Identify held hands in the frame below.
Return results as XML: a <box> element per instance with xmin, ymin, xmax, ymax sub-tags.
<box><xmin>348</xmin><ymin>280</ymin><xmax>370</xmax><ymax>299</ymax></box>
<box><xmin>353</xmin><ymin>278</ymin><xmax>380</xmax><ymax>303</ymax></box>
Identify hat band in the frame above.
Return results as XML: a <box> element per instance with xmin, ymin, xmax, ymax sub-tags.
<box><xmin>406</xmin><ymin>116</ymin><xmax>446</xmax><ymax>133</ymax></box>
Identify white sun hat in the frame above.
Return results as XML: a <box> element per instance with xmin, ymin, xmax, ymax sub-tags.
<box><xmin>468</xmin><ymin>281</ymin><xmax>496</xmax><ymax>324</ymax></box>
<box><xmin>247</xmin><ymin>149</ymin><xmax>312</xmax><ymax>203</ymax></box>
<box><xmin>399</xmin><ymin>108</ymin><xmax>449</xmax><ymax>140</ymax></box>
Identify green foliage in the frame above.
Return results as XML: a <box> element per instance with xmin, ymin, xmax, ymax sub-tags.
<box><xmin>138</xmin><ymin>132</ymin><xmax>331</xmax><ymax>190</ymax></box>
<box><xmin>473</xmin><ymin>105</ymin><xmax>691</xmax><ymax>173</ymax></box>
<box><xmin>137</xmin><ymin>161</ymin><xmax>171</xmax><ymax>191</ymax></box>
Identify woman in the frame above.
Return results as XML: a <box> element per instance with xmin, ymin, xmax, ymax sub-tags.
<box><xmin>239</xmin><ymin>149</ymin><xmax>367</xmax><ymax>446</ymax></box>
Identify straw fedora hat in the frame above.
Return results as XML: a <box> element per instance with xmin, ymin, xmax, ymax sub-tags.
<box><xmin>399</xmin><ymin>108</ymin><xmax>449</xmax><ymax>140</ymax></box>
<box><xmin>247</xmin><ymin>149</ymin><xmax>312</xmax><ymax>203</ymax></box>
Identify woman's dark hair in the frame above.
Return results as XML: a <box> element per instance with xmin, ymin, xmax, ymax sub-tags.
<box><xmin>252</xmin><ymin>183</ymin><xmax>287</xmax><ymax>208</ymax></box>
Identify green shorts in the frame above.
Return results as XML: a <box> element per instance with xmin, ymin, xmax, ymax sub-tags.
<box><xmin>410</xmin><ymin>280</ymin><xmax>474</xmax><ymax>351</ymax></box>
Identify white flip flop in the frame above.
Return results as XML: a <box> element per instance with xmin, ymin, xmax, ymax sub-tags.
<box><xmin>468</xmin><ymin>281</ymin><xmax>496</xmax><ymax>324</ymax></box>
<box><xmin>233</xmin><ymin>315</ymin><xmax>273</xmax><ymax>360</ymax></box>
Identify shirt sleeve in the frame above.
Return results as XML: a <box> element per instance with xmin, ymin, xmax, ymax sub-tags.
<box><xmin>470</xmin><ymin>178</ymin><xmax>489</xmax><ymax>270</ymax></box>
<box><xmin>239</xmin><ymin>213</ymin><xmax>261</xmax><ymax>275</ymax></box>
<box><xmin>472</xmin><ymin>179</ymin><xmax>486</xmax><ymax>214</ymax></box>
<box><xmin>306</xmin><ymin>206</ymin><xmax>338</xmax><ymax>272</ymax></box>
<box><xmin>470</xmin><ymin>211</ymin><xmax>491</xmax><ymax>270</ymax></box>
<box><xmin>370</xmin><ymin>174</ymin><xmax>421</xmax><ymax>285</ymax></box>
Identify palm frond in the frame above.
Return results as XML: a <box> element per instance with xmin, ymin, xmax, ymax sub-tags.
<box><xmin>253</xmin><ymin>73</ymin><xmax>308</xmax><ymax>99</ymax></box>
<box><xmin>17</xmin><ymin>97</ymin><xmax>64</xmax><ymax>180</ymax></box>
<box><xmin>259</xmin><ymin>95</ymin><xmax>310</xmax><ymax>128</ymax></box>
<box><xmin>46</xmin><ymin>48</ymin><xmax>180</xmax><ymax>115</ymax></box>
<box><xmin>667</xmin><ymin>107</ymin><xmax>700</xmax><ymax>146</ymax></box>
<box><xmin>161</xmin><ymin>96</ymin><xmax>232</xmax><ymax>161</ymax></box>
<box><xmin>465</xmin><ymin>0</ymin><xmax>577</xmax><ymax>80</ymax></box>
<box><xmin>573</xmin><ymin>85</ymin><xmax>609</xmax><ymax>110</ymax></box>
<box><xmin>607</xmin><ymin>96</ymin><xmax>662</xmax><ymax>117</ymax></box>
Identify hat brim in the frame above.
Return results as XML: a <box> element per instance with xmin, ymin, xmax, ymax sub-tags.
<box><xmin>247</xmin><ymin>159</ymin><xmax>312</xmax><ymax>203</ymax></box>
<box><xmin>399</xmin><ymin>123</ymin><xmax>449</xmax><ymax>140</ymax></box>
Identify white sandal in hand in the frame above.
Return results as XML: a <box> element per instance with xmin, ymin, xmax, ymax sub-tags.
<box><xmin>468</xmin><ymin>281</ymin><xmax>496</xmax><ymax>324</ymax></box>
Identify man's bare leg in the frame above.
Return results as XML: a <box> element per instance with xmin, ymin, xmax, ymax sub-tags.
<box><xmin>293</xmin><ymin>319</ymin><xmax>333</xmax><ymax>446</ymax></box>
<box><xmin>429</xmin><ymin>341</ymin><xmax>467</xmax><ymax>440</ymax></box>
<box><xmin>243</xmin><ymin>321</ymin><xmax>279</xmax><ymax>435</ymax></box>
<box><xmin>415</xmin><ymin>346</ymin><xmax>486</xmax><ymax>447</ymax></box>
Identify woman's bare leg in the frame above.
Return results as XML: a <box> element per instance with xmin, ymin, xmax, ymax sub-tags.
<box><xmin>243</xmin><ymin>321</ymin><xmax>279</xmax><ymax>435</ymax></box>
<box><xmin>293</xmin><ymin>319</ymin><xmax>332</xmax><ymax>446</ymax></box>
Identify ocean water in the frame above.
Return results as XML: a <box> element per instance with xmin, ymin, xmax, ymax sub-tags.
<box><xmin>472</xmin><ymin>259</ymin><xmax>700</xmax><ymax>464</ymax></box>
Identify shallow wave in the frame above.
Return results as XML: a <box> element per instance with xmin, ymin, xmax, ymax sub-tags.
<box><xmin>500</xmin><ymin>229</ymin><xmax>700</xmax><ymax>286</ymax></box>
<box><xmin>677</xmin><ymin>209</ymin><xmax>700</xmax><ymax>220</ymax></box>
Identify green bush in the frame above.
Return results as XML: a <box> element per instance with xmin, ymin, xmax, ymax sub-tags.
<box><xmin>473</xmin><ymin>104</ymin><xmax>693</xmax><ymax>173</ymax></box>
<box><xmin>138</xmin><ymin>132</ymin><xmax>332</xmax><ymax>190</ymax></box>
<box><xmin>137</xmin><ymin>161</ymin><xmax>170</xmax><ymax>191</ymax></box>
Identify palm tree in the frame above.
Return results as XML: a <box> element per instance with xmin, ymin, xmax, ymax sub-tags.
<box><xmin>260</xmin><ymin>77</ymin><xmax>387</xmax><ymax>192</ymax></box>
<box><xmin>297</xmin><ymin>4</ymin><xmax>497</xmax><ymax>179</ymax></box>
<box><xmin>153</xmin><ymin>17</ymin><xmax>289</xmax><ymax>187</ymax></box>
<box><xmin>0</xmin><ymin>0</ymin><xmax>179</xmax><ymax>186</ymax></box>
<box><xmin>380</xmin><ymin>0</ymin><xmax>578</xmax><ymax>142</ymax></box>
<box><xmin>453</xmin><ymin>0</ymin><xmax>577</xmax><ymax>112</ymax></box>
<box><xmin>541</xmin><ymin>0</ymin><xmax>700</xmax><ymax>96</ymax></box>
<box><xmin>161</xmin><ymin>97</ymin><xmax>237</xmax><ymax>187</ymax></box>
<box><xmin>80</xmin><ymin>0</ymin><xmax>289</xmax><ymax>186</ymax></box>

######

### [Exercise requirements]
Reproduce every line of the entries above, unchanged, from the very first one down to and including the line containing "Identify straw fedora hat in the frame above.".

### [Result]
Identify held hands in the frame below.
Return results as XML: a <box> element per instance with xmin, ymin, xmax, ymax sub-tags.
<box><xmin>348</xmin><ymin>280</ymin><xmax>370</xmax><ymax>299</ymax></box>
<box><xmin>353</xmin><ymin>278</ymin><xmax>380</xmax><ymax>303</ymax></box>
Identify hat band in the frame above.
Return results as XML: a <box> element per instance with xmin, ymin, xmax, ymax sub-tags.
<box><xmin>406</xmin><ymin>116</ymin><xmax>446</xmax><ymax>133</ymax></box>
Identify white sun hat in the frame above.
Return results as XML: a <box> element per instance with xmin, ymin, xmax, ymax sub-tags.
<box><xmin>468</xmin><ymin>281</ymin><xmax>496</xmax><ymax>324</ymax></box>
<box><xmin>247</xmin><ymin>149</ymin><xmax>312</xmax><ymax>203</ymax></box>
<box><xmin>399</xmin><ymin>108</ymin><xmax>449</xmax><ymax>140</ymax></box>
Identify green foliage in the frame above.
Return results as XML: a <box> element per instance with xmin, ymin, xmax, ymax sub-tags.
<box><xmin>138</xmin><ymin>132</ymin><xmax>331</xmax><ymax>190</ymax></box>
<box><xmin>473</xmin><ymin>105</ymin><xmax>691</xmax><ymax>173</ymax></box>
<box><xmin>137</xmin><ymin>161</ymin><xmax>171</xmax><ymax>191</ymax></box>
Identify woman in the frame above.
Return results as XML: a <box> element per instance with xmin, ymin, xmax, ymax sub-tags.
<box><xmin>239</xmin><ymin>149</ymin><xmax>367</xmax><ymax>446</ymax></box>
Identify straw fedora hat in the frame above.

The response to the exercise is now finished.